Crystal Clear Protein Imaging with X-ray Vision

21 May 2015
21st May 2015
Contatti: 

Venue: Edificio Povo 2, via Sommarive nr. 9, Povo (Tn) - Room B102
 at 2:00 p.m.

  • Graziano Lolli -  Dept. of Chemical Sciences, University of Padua, Italy

To celebrate the centennial of Bragg’s first X-ray diffraction from crystals, UNESCO declared 2014 the “International Year of Crystallography”. The UN resolution points out that crystallography is a fundamental technique serving many disciplines in a very fertile manner as documented by 23 Nobel Prizes awarded in the area, the last in 2012. Protein Crystallography has a shorter history starting from the structures of myoglobin and haemoglobin (Kendrew & Perutz, Nobel Prize 1962). In the last 50 years it has been used to understand the molecular details of protein functions and malfunctions, to define enzymatic mechanisms, to develop new drugs, to rationally engineering new protein functions and much more. A few examples will be used to highlight the role of crystallography in defining regulatory mechanisms of protein kinases in cell cycle and transcription (CDKs and CK2) and the function of the prestin protein in the mammalian hearing process. Structure-based drug design will be illustrated for the development of kinase inhibitors as potential cancer treatment. New methodologies and still developing technologies, such as fragment-based drug discovery and X-ray Free Electron Laser (X-FEL), are expected to significantly boost new therapeutic approaches (interference with protein-protein interactions as in the case of bromodomains) as well as our structural understanding of more challenging systems (membrane proteins and large multi-protein complexes).

§ §

● REQUIRED TASKS:
1/ Translate this sentence from the seminar announcement into Spanish: "Protein Crystallography has a shorter history starting from the structures of myoglobin and haemoglobin (Kendrew & Perutz, Nobel Prize 1962)."
2/ According to the seminar announcement, how many Nobel Prizes have been awarded in the area of crystallography?
3/ In the seminar announcement, copy out the stretch from "Crystal Clear Protein" through "at 2:00 p.m.".

● PROVIDED INFORMATION:
§ §

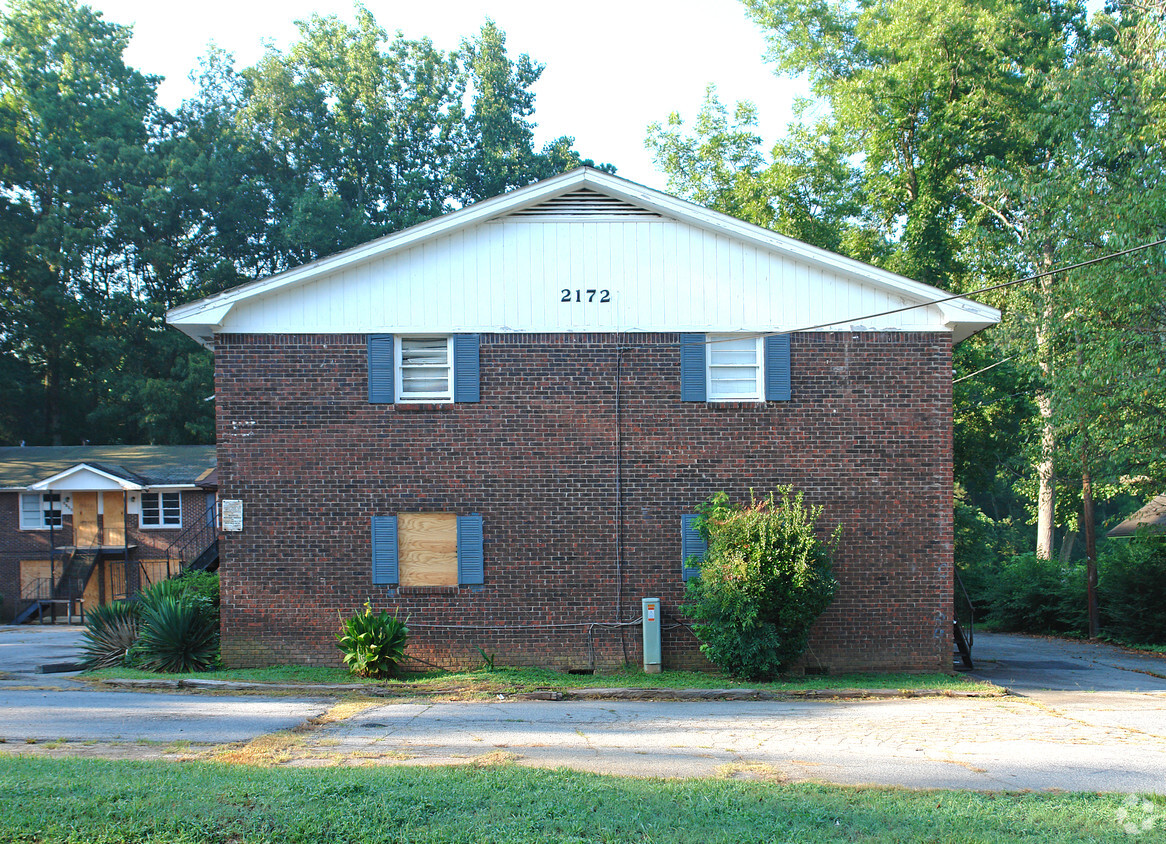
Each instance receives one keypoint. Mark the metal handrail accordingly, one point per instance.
(969, 610)
(198, 536)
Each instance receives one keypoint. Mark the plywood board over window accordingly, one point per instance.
(427, 550)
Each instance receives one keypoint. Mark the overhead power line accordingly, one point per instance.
(953, 297)
(964, 378)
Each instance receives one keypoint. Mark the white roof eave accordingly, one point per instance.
(201, 318)
(114, 480)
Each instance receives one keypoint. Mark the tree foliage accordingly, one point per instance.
(113, 210)
(765, 579)
(967, 143)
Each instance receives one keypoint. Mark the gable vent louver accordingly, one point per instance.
(585, 203)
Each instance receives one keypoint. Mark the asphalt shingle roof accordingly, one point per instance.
(154, 465)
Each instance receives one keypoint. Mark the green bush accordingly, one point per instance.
(111, 631)
(373, 644)
(1132, 590)
(174, 635)
(765, 579)
(1038, 596)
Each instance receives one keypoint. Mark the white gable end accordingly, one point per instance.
(521, 275)
(583, 260)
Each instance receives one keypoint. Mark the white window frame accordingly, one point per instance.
(162, 524)
(434, 398)
(711, 370)
(46, 500)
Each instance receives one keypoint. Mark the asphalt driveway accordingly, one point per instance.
(1082, 717)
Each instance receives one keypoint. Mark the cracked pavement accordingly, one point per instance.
(1083, 717)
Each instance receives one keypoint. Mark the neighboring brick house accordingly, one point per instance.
(496, 423)
(96, 522)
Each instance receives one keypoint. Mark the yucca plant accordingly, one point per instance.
(373, 644)
(111, 631)
(174, 637)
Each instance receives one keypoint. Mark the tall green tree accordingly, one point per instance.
(74, 121)
(913, 93)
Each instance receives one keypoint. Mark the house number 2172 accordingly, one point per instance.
(584, 295)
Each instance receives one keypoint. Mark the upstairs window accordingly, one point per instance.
(733, 368)
(425, 368)
(161, 510)
(40, 511)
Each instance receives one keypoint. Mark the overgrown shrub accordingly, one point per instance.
(1132, 590)
(373, 644)
(169, 626)
(111, 631)
(1038, 596)
(764, 581)
(174, 635)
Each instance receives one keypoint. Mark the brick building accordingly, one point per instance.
(496, 423)
(84, 525)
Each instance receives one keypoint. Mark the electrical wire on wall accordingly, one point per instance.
(619, 505)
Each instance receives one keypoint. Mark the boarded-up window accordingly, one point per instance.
(427, 549)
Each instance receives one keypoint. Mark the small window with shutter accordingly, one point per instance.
(733, 367)
(423, 370)
(693, 547)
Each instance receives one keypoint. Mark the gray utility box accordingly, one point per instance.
(651, 613)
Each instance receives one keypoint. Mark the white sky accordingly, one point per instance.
(612, 65)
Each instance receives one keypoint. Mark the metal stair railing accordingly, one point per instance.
(192, 544)
(963, 623)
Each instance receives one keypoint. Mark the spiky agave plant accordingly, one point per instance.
(174, 637)
(111, 631)
(373, 642)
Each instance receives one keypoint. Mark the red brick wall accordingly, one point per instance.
(868, 435)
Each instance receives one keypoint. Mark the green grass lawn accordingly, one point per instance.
(99, 802)
(518, 680)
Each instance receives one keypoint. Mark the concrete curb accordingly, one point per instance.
(594, 694)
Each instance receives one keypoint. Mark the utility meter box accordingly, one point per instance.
(651, 635)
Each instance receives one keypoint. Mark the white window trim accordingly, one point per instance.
(758, 393)
(42, 525)
(445, 398)
(161, 515)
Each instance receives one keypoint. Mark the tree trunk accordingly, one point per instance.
(1046, 466)
(1046, 476)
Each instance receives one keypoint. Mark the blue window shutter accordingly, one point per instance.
(384, 550)
(470, 558)
(466, 373)
(380, 370)
(692, 367)
(692, 544)
(777, 368)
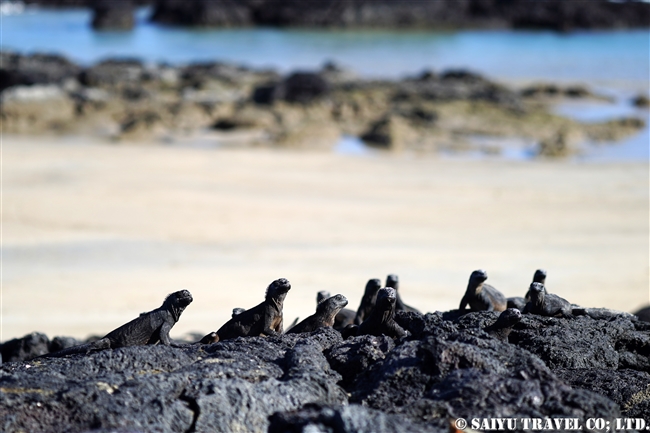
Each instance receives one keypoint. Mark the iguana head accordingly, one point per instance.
(475, 280)
(177, 302)
(385, 305)
(330, 307)
(392, 280)
(278, 289)
(372, 287)
(537, 293)
(321, 296)
(182, 298)
(540, 276)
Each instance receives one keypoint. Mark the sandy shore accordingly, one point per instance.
(94, 234)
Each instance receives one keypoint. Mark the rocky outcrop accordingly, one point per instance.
(448, 367)
(128, 99)
(113, 15)
(204, 13)
(21, 70)
(562, 16)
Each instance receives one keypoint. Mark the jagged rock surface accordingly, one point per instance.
(448, 367)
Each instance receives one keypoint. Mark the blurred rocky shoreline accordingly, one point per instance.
(128, 100)
(544, 14)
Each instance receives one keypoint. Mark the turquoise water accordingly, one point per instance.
(620, 56)
(613, 62)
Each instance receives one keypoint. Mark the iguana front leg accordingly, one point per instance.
(164, 333)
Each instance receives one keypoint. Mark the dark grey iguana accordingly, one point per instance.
(367, 301)
(326, 312)
(343, 318)
(263, 319)
(480, 296)
(517, 301)
(149, 328)
(382, 318)
(547, 304)
(392, 280)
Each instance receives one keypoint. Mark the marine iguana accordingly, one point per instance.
(480, 296)
(343, 318)
(367, 301)
(263, 319)
(324, 316)
(382, 318)
(392, 280)
(148, 328)
(502, 327)
(237, 310)
(547, 304)
(517, 301)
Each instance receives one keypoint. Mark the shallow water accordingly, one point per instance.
(608, 56)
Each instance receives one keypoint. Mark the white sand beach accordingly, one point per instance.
(94, 234)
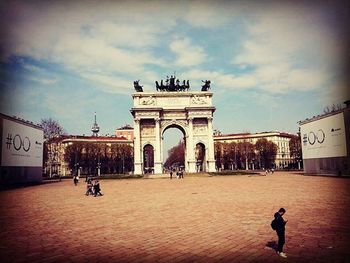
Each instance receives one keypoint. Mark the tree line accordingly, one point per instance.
(116, 158)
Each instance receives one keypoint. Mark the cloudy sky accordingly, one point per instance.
(271, 63)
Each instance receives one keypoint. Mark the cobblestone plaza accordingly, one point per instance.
(195, 219)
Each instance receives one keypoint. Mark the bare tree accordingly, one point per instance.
(51, 128)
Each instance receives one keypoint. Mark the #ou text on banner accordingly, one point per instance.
(21, 145)
(324, 138)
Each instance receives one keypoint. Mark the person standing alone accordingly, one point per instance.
(280, 226)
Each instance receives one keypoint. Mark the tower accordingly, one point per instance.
(95, 128)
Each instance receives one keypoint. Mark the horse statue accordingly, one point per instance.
(137, 86)
(206, 85)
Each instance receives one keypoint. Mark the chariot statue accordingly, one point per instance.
(137, 86)
(173, 84)
(206, 85)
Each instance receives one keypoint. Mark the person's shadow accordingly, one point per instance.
(272, 244)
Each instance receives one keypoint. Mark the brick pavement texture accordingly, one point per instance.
(208, 219)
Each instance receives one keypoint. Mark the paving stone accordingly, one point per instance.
(196, 219)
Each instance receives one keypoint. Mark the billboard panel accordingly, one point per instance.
(324, 138)
(21, 145)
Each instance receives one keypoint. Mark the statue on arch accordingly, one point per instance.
(137, 86)
(206, 85)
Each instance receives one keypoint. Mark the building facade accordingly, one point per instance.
(281, 139)
(325, 143)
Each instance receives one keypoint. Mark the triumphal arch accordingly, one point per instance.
(173, 105)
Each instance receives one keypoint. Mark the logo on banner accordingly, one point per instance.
(314, 137)
(18, 142)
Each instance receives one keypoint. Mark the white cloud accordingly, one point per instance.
(44, 81)
(209, 14)
(289, 49)
(221, 80)
(187, 53)
(110, 84)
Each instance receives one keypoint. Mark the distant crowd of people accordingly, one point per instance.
(179, 174)
(93, 187)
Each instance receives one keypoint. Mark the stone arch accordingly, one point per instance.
(190, 112)
(148, 158)
(183, 130)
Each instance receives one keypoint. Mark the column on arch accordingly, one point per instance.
(158, 158)
(210, 158)
(137, 145)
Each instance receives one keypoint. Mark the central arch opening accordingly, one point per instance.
(200, 157)
(174, 149)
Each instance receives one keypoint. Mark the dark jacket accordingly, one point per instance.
(280, 223)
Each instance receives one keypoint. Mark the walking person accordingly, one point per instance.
(75, 180)
(97, 189)
(89, 187)
(279, 224)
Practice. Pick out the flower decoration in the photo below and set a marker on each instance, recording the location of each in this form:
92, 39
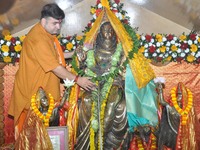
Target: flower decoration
182, 111
161, 48
68, 83
47, 116
158, 47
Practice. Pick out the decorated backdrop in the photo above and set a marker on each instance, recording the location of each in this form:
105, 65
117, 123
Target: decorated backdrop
175, 57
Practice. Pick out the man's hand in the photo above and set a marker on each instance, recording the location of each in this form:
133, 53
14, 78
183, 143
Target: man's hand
85, 83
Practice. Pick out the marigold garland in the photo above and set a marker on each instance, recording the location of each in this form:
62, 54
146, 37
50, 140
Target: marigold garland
185, 110
46, 117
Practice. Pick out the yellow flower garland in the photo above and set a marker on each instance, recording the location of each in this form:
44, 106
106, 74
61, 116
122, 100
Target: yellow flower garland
182, 112
46, 117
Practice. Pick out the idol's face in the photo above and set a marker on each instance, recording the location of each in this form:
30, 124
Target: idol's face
107, 31
52, 25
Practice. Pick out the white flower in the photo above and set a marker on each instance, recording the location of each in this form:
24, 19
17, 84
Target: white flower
18, 42
158, 44
190, 42
174, 55
142, 37
146, 54
172, 42
164, 39
5, 54
152, 40
159, 80
94, 16
166, 55
68, 82
119, 15
179, 50
2, 41
158, 50
175, 38
99, 5
114, 5
168, 43
193, 53
177, 44
146, 45
182, 54
64, 41
198, 54
73, 42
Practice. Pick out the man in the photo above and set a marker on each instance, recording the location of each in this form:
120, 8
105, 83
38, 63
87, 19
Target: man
41, 64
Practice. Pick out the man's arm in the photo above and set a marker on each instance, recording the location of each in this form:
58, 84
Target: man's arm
68, 54
63, 73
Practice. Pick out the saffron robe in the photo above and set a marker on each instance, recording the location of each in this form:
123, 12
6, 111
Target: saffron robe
38, 57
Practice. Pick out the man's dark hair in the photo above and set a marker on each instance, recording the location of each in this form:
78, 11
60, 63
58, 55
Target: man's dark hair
52, 10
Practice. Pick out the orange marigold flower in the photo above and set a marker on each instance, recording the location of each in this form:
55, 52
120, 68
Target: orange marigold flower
92, 10
190, 58
141, 49
193, 48
79, 37
22, 38
18, 48
7, 59
174, 48
159, 37
163, 49
182, 37
5, 48
69, 46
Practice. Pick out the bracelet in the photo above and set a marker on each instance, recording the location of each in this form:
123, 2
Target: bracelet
76, 79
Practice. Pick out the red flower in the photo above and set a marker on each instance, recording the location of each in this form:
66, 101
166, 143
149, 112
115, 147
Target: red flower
117, 1
98, 11
17, 59
89, 24
193, 36
184, 46
152, 49
68, 37
179, 59
159, 59
125, 21
12, 49
13, 40
170, 37
148, 37
98, 1
63, 47
198, 60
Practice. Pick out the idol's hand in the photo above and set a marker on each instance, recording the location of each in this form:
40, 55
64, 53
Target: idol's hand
85, 83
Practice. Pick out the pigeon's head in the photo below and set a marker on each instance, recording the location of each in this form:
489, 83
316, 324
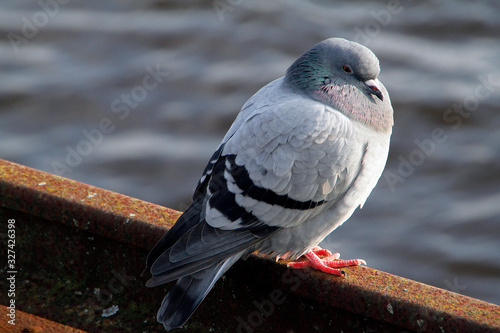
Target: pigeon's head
344, 75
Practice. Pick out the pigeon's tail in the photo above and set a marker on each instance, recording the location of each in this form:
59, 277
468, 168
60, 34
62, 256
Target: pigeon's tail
187, 294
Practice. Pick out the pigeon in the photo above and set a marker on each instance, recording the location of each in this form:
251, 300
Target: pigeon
303, 153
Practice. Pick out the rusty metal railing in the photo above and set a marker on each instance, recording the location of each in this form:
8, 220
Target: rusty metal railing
80, 251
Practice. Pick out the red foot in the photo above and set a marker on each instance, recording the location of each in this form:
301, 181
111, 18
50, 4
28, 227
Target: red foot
326, 264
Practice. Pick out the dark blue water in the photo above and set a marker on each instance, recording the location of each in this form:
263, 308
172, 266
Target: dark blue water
135, 96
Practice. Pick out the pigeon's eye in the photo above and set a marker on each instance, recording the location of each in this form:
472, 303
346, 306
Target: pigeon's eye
347, 69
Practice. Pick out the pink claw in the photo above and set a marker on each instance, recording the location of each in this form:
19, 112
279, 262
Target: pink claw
328, 264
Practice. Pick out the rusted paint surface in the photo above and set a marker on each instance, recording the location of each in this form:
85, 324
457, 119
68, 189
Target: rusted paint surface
27, 323
403, 303
408, 304
83, 206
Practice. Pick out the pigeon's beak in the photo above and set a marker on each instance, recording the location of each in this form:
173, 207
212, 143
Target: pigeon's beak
374, 87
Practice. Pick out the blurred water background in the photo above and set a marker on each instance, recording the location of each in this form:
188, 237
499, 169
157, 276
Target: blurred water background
134, 97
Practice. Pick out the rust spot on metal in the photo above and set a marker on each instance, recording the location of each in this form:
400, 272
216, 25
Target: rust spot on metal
46, 202
83, 206
27, 323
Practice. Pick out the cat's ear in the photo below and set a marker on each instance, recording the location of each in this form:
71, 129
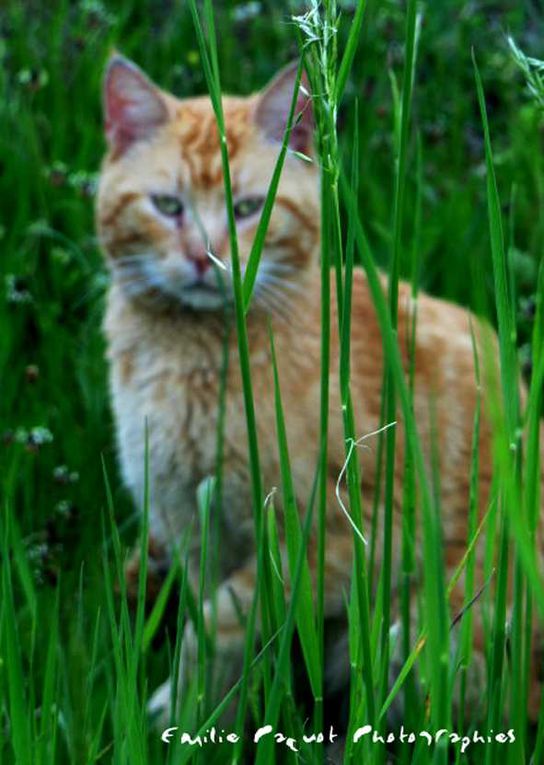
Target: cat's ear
274, 103
133, 106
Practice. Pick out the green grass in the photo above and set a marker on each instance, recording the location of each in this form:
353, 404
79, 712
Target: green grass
424, 126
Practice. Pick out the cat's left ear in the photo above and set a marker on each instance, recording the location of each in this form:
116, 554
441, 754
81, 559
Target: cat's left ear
274, 103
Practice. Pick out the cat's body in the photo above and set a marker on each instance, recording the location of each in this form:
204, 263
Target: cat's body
161, 212
166, 368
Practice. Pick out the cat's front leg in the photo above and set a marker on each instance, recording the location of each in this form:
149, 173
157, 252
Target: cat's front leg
224, 625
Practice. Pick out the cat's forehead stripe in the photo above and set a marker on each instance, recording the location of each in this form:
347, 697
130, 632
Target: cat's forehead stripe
199, 140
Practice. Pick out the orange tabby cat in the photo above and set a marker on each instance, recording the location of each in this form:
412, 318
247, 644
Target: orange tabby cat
162, 221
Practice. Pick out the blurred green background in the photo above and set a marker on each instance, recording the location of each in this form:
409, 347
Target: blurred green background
55, 423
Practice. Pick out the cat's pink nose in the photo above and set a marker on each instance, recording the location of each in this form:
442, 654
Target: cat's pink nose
199, 257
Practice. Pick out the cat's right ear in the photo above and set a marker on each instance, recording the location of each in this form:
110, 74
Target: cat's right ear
133, 106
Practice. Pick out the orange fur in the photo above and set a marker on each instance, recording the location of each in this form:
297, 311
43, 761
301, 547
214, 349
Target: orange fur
165, 355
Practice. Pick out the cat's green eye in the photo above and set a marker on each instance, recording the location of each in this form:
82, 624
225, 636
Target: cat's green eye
168, 204
248, 206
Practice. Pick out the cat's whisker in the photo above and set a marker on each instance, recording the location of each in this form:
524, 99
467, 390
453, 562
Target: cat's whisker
281, 283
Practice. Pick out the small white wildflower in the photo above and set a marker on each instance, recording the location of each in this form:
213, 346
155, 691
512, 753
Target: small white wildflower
246, 11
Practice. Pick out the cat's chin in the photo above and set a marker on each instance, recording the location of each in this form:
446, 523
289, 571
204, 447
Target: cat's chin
201, 298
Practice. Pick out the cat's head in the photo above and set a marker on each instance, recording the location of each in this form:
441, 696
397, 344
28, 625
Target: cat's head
161, 210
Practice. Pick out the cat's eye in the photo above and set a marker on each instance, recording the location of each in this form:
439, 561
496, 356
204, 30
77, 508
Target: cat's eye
248, 206
168, 204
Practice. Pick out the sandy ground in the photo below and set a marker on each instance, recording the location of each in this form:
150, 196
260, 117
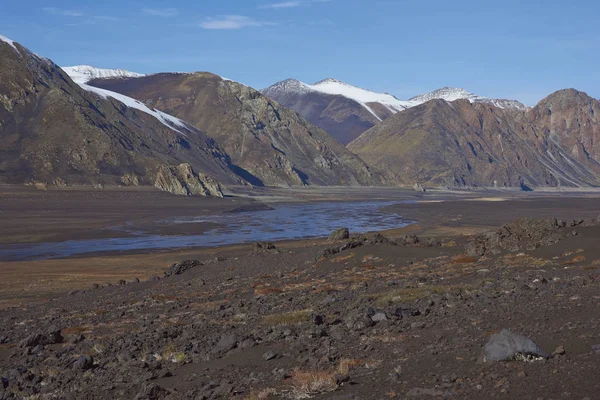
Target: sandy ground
31, 216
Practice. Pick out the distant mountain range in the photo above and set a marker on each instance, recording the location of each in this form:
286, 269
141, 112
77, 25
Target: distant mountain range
191, 133
346, 111
460, 143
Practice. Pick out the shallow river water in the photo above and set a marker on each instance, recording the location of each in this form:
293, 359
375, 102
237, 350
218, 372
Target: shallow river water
284, 222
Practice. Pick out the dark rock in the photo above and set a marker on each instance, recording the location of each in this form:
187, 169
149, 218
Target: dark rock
417, 325
151, 391
54, 336
351, 244
181, 267
270, 355
410, 240
318, 320
522, 234
339, 234
380, 239
359, 321
507, 345
379, 317
419, 188
251, 208
560, 351
84, 363
247, 343
226, 343
262, 247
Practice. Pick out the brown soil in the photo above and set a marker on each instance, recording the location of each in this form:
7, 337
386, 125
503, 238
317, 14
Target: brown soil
370, 322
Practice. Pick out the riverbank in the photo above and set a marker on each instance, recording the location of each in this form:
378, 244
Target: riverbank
32, 216
359, 318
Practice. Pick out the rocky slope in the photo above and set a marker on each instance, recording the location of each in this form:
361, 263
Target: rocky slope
381, 319
477, 144
269, 144
55, 131
346, 111
451, 94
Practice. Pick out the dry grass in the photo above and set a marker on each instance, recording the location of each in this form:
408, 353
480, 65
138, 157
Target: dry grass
263, 394
342, 258
291, 318
77, 330
170, 354
265, 290
346, 364
306, 384
463, 259
409, 295
574, 260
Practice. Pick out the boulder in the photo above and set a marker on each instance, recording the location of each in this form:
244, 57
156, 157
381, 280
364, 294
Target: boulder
519, 235
419, 188
181, 267
182, 180
262, 247
380, 239
339, 234
507, 345
52, 336
84, 363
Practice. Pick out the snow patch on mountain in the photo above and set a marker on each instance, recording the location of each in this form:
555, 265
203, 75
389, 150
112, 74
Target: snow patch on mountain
10, 42
362, 96
445, 93
339, 88
85, 73
452, 94
365, 97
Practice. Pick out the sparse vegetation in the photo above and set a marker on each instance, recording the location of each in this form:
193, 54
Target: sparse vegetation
306, 384
291, 318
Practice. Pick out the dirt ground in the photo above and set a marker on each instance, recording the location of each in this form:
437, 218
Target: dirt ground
358, 318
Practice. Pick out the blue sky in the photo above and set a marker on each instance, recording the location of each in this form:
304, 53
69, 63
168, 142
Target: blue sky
510, 49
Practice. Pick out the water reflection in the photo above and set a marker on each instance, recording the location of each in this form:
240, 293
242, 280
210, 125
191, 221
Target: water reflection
286, 221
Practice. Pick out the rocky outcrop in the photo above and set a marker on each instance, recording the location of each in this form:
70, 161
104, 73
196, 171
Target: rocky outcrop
464, 144
54, 131
267, 143
182, 180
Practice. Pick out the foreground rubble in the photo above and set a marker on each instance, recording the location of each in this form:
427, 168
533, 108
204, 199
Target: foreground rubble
358, 318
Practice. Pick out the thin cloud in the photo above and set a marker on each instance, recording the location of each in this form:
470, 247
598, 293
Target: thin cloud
161, 12
63, 12
292, 4
231, 22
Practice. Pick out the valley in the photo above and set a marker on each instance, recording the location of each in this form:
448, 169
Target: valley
180, 235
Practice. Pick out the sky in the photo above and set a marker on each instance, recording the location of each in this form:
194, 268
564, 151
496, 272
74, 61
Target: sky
511, 49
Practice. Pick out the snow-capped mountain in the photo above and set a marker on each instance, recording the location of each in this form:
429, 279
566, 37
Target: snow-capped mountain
85, 73
81, 74
452, 94
346, 111
10, 42
331, 86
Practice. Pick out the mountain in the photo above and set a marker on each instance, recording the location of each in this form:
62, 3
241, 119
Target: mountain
346, 111
342, 110
269, 144
463, 143
55, 131
452, 94
85, 73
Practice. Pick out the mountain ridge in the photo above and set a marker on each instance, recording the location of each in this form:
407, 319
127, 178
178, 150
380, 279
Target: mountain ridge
461, 143
56, 132
346, 111
273, 145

§ §

● PROBLEM SOLUTIONS:
1/ La cristalografía de proteínas tiene una historia más corta, que comienza con las estructuras de la mioglobina y la hemoglobina (Kendrew y Perutz, Premio Nobel 1962).

2/ 23 Nobel Prizes, the last in 2012.

3/
Crystal Clear Protein Imaging with X-ray Vision

21 May 2015
21st May 2015
Contatti: 

Venue: Edificio Povo 2, via Sommarive nr. 9, Povo (Tn) - Room B102
 at 2:00 p.m.